* _Task to carry out_
Rewrite the listing below with "space-delimited" changed to "space-separated" and every other part left as it is.

* _Supplied information_

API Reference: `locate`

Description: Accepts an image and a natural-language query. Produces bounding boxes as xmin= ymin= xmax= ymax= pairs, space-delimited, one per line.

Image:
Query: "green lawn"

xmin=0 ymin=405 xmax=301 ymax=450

* _Written reply_
API Reference: `locate`

Description: Accepts an image and a natural-language query. Produces bounding boxes as xmin= ymin= xmax= ymax= pairs, space-separated, one per line.

Image:
Query: "green lawn"

xmin=0 ymin=405 xmax=301 ymax=450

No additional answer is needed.